━━━ Document extract
In time, the gofukuya division separated from Mitsui, and is now called Mitsukoshi. Traditionally, gofukuyas provided products made to order; a visit was made to the customer's house (typically a person of high social class or who was successful in business), an order taken, then fulfilled. The system of accountancy was called "margin transaction". Mitsui changed this by producing products first, then selling them directly at his shop for cash. At the time, this was an unfamiliar mode of operation in Japan. Even as the shop began providing dry goods to the government of the city of Edo, cash sales were not yet a widespread business practice.
At about this time, Edo's government had struck a business deal with Osaka. Osaka would sell crops and other material to pay its land tax. The money was then sent to Edo—but moving money was dangerous in middle feudal Japan. In 1683 the shogunate granted permission for money exchanges (ryōgaeten) to be established in Edo. The Mitsui "exchange shops" facilitated transfers and mitigated that known risk.
After the Meiji Restoration, Mitsui was among the enterprises that were able to expand to become zaibatsu not simply because they were already big and rich at the start of modern industrial development. Firms like Mitsui and Sumitomo were led by non-family managers such as Minomura Rizaemon, who guided the business by accurately forecasting the coming political and economic situations, by acquaintance with high-ranking government officials or politicians, and bold investment.
━━━━━━
━━━ Supplied material
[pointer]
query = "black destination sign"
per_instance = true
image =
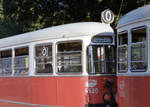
━━━━━━
**Given request**
In the passage on Mitsui's history, what year did the shogunate permit money exchanges to be set up in Edo?

**Answer below**
1683